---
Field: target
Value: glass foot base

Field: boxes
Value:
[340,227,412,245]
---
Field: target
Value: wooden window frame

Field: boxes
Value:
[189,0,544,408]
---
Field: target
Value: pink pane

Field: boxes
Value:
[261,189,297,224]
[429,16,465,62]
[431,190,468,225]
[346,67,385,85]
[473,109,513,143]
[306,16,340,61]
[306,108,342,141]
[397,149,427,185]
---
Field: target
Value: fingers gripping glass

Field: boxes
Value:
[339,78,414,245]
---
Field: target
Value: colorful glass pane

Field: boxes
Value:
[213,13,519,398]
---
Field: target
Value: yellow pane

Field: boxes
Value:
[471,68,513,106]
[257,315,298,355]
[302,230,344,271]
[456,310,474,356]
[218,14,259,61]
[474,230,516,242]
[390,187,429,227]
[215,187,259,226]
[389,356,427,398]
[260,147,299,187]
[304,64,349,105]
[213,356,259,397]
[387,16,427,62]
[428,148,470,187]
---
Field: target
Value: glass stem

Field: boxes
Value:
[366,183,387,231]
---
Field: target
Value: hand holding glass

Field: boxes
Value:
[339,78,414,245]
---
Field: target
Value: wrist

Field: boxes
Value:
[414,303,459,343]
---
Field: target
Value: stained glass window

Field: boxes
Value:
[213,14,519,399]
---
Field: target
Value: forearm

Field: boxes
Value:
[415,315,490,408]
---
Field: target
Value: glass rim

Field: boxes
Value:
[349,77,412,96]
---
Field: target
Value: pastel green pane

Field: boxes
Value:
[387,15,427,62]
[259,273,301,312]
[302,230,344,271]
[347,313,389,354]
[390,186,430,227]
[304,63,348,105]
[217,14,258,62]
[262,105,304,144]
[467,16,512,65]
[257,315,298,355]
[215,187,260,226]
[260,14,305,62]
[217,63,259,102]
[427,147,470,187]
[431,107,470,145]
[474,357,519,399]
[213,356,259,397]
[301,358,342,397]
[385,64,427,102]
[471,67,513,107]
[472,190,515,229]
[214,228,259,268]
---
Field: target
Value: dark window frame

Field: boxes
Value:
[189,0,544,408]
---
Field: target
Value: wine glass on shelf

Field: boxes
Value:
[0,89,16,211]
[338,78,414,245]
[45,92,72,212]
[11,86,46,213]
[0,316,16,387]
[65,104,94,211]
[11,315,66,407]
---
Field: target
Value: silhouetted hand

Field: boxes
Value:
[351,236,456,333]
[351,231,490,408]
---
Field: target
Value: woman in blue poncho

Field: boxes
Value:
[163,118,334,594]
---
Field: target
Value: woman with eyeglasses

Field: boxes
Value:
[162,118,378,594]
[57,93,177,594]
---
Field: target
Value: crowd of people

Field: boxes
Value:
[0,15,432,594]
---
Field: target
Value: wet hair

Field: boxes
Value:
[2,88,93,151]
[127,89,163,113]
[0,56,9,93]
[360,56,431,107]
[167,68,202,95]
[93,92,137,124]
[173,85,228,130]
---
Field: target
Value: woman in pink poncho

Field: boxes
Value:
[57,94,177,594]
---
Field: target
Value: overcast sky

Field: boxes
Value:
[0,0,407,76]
○ ○ ○ ○ ○
* _YOUR TASK_: Count the lines in the data above that contain the word "poncho", matching uppercase and lowercase exactly. Reply with only the number.

* _RESULT OF THE EXERCISE_: 2